The ballistics report from the Texas Department of Public Safety’s Bureau of Identification and Records offered the first—and only—solid link to the killer, keyed to the cartridge shells found at the death scene
and the bullets extracted from Richard Griffin’s body. The murder weapon was a .32 automatic pistol with six lands and grooves with a left-hand twist. It was determined to be a Colt or a similar foreign make. Although veterans had brought back any number of foreign-made guns as souvenirs from the recent war, most likely the gun was American-made and therefore a Colt.

The evidence was assigned the filing label L-11672/0-261, to be maintained for comparison with any other pistol and bullets that might turn up.

This did not mean that there was a definite tie to just any .32 Colt automatic that officers might find. It would have to be test-fired to confirm a fit. It was not an uncommon weapon, but was a relatively small handgun that could be readily concealed—and used—very easily.

(Although investigators found no murder weapon after scouring the brush and surrounding area, coincidentally, more than three years later several little girls did find a pistol a quarter-mile from the crime scene. In October 1949, ten-year-old Marie Barlow and girls her age were playing in an open field of about five acres with tall, knee-deep grass when they came upon a rusted, dirt-clogged pistol. They reported it to an adult, who passed it on to authorities. Was it linked to the 1946 murders? Texas Ranger Stewart Stanley dashed any speculation. It was a .38 caliber Spanish-made revolver. The murder weapon had been an automatic, not a six-shooter, and a different caliber. Lawmen periodically found discarded weapons. Whatever the explanation, it did not fit into the murder case.)

Officers sweated over the mystery. Sheriff Presley and Chief Runnels together posted a $500 reward for information leading to an arrest and conviction, which translates to more than $6,000 today. A year before, a reward of the same size had quickly led to the solving of the Curtner murder. Five hundred dollars was a large amount of money, especially when it might be collected with a few words and an appropriate name attached.

No such information was forthcoming. A motive was hard to pinpoint. Griffin’s pockets likely had contained coins or small bills—pocket change—rather than large bills, hardly enough to kill for. This suggested
that robbery had been secondary, an afterthought, perhaps even a ploy to throw lawmen off.

At first, suspicions turned toward sex as a motive, that the assailant had raped, or had intended to rape, Polly Moore. No evidence substantiated it. She was fully clothed. A physician confirmed that she had not been “criminally assaulted.” There was the possibility that the mysterious gunman had
intended
to rape Polly Moore and that sex
was
a motive but the killer got distracted and changed his mind. But if that had been his intent, why had he not at least partially disrobed her, or assaulted her sexually in one way or another? No connection was made in any way to the earlier beating incident and the female’s sexual abuse.

Because the ground had been patted wet by rain, obscuring any car tracks or footprints that may have existed earlier, it was difficult to establish that the killer had driven to the scene, and although it seemed the most likely, it was still possible the killer had walked there. A café and beer joint, Stockman’s Cafe, was situated on Highway 67, not far off. If as a pedestrian he had risked exposure, he could have readily ducked into the heavily wooded area nearby and evaded scrutiny.

###

Goals ::
(a) In the murder investigation passage, what kind of pistol did the girls find in October 1949?
(b) Write a continuation of the murder investigation passage that picks up after its final sentence.

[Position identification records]

###

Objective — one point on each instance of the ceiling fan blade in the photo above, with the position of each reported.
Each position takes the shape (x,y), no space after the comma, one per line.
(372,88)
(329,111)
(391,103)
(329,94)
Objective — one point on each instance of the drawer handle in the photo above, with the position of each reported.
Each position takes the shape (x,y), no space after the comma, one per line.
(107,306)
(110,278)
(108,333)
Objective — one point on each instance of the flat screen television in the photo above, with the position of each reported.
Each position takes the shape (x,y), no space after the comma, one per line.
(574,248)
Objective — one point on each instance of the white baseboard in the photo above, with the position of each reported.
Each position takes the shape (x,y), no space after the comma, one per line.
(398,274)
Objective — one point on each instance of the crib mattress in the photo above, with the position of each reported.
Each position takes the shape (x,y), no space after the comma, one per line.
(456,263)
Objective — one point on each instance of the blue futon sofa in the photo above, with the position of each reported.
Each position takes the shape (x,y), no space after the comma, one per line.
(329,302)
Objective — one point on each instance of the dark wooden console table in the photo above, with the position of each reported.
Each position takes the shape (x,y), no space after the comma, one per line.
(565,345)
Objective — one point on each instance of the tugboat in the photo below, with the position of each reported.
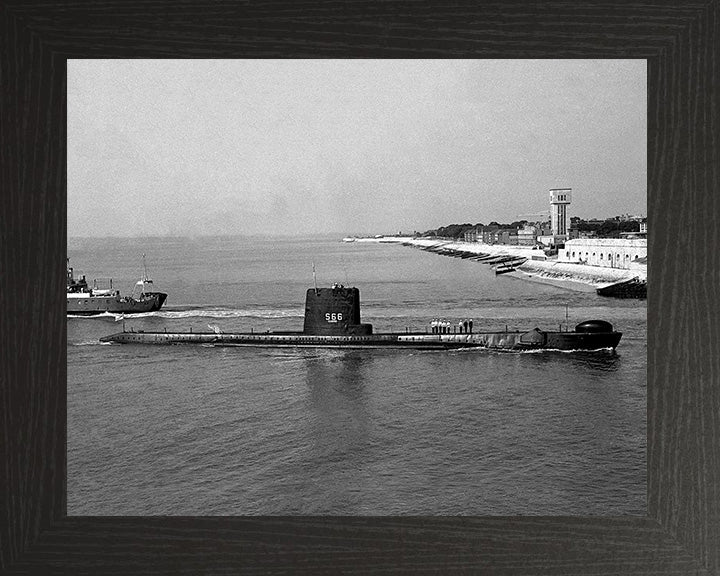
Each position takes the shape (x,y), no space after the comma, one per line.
(84,300)
(332,320)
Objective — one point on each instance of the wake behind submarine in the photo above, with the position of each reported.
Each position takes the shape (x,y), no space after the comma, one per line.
(332,320)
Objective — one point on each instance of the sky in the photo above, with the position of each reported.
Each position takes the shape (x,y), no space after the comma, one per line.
(300,147)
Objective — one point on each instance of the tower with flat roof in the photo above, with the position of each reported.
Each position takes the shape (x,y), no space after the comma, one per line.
(559,219)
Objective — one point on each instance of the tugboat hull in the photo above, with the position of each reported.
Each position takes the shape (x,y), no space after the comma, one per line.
(88,305)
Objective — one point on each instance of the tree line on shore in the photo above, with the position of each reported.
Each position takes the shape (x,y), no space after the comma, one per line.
(609,228)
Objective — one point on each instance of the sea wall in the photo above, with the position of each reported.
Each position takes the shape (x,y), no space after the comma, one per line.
(537,265)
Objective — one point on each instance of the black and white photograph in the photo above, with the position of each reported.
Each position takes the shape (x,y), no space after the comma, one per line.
(357,287)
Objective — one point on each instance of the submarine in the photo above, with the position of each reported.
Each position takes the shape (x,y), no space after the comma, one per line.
(332,320)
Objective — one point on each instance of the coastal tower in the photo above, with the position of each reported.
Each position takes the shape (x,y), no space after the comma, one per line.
(559,219)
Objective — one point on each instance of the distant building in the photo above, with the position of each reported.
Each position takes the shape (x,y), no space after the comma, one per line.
(528,235)
(560,198)
(606,252)
(471,235)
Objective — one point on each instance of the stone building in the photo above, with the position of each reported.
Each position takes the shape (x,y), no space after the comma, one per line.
(606,252)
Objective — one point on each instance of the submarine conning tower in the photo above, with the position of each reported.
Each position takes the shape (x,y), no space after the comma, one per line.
(334,312)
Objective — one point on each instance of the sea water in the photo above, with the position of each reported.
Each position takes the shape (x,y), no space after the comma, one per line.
(193,430)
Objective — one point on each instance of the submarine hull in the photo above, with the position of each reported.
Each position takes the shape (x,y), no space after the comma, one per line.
(417,341)
(332,320)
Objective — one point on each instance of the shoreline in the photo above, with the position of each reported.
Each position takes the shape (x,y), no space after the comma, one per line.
(580,277)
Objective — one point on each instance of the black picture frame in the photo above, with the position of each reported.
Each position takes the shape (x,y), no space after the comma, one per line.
(681,532)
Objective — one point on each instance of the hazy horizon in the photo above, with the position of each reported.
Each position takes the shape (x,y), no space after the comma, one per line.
(182,148)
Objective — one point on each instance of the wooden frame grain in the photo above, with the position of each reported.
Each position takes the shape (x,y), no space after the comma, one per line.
(681,532)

###

The replies ::
(a) A .38 caliber Spanish-made revolver.

(b)
Almost any theory was possible, because no one knew.

Within four days following discovery of the bodies, officers had taken more than fifty persons into custody for questioning, while chasing down more than a hundred false leads. It was a grueling process with little rest. Three suspects, arrested and questioned because of bloody clothing, explained the stains to officers’ satisfaction.

Meanwhile, the Texas Rangers dispatched Dick Oldham to join Jimmy Geer. In a state where the old legend “one riot, one Ranger” was the only recipe needed for success, the force in Texarkana had doubled before a week was gone.

The case remained unsolved into April. More than 200 false tips and leads were followed. One suspect, “a girl from Kansas City,” was arrested in San Antonio, 425 miles away. Rangers drove her to Texarkana. Quickly eliminated as a suspect, she had not even known of the crimes.

Mary Jeanne Larey, now living in Oklahoma, learned of the murders. The more she learned, the more certain she was that they were connected
to her own night of horror. She was so certain that she took a trip back to Texarkana to talk to officers.

She was convinced that the same man who had attacked Hollis and herself had now gone a step farther and had killed. If they would listen to her, perhaps they could learn something about the murderer.

Her plea fell on deaf ears. Officers again insisted that she knew her attacker and was protecting him by withholding his name. She just as fervently insisted she had not known the man, and that he was a Negro, just as she had asserted back in February, despite Hollis’s belief that a white man had attacked them.

Still a bundle of nerves, she returned to Oklahoma having changed no minds.

Officers seemed not to have remembered Jimmy Hollis’s prediction three days before the murders that at the next opportunity his assailant would kill. Nor did it dawn on them that a similar
modus operandi
seemed to link the cases, down to the men having to drop their trousers as a means of immobilizing them.

Three weeks passed.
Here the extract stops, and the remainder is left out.